So let’s dive into the techy part and look at some of the advanced DB features on which NW BI relies. Probably the most prominent one is the usage of Oracle’s bitmap indexing technology since BW 1.2 (based on Oracle 8.0). A typical infocube query processing plan employs 2 to 3 bitmap indexes that are merged in order to propagate the selectivity given by several filters in various dimension branches. Infocube queries that do not use bitmap indexes are likely to show poor performance and it has to be analysed why Oracle’s optimizer has not chosen to use them. For real-time infocubes using standard B-tree indexes on the F fact table (to avoid deadlocks due to the non-existing row-level locks for bitmap indexes) NW BI relies on Oracle’s B-tree-to-bitmap conversion, i.e. the conversion of standard B-tree indexes to bitmaps at query runtime.

Another good example is partitioning. NW BI uses partitioning for several purposes:

  • partition pruning: E fact tables can be range partitioned along a time characteristic.The underlying assumption is that almost every analytic query has a filter on time. Typically, it does not make sense to analyse data without defining (i.e. restricting) the time scope. In query processing terms this means that a query optimizer can focus on the partitions that hold the data and indexes relevant for the query and discard (“prune”) all the others. By the way: there are plans to extend the same concept to data store objects.

- TO DO
[1] Write out the passage on Oracle database features in NW BI from "So let’s dive" to "at query runtime.".
[2] Write what comes next in the passage on Oracle database features in NW BI, picking up after its final sentence.

- STORED ROWS
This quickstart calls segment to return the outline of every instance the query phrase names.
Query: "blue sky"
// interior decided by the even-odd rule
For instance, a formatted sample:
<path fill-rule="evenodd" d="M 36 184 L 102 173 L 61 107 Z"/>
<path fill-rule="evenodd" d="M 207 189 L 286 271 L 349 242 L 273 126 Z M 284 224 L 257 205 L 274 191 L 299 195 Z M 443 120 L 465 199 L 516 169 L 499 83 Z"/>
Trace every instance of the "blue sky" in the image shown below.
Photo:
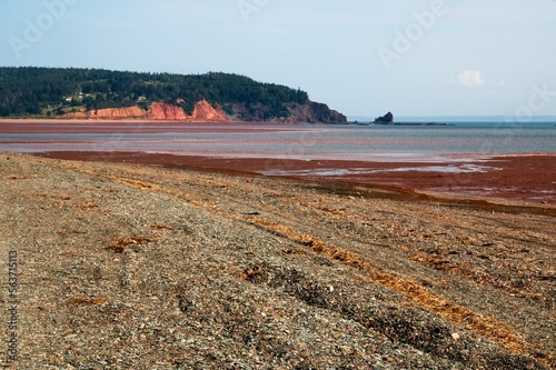
<path fill-rule="evenodd" d="M 235 72 L 348 116 L 556 116 L 556 0 L 2 0 L 0 64 Z"/>

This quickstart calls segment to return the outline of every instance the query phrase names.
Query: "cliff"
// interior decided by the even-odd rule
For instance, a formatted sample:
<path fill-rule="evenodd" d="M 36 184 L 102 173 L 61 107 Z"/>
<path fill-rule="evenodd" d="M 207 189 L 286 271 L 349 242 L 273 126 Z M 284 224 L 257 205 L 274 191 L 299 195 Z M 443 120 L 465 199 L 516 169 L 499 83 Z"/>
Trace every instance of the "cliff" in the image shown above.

- RESPONSES PER TASK
[1]
So let’s dive into the techy part and look at some of the advanced DB features on which NW BI relies. Probably the most prominent one is the usage of Oracle’s bitmap indexing technology since BW 1.2 (based on Oracle 8.0). A typical infocube query processing plan employs 2 to 3 bitmap indexes that are merged in order to propagate the selectivity given by several filters in various dimension branches. Infocube queries that do not use bitmap indexes are likely to show poor performance and it has to be analysed why Oracle’s optimizer has not chosen to use them. For real-time infocubes using standard B-tree indexes on the F fact table (to avoid deadlocks due to the non-existing row-level locks for bitmap indexes) NW BI relies on Oracle’s B-tree-to-bitmap conversion, i.e. the conversion of standard B-tree indexes to bitmaps at query runtime.

[2]
  • parallelization: Whenever table scans have to be performed on a partitioned table – independent of the type of partitioning, i.e. hash, range, list, round-robin etc. – the optimizer can use the partitioning setup to parallelize the table scans. This is, for example, useful when building up new aggregates or rolling up recently loaded requests into aggregates. Infocube compression can also benefit as well as query processing in case that partition pruning is not an option, e.g. due to a hash partitioned fact table.
  • bulk deletion: If partitions are organized in such a way that data that might form a ‘unit of deletion’, i.e. data that is likely to be deleted together then an expensive DELETE command can be translated into dropping one or more partitions. Many hand-crafted data warehouses are built on that notion, e.g. the frequently cited data warehouse at Walmart.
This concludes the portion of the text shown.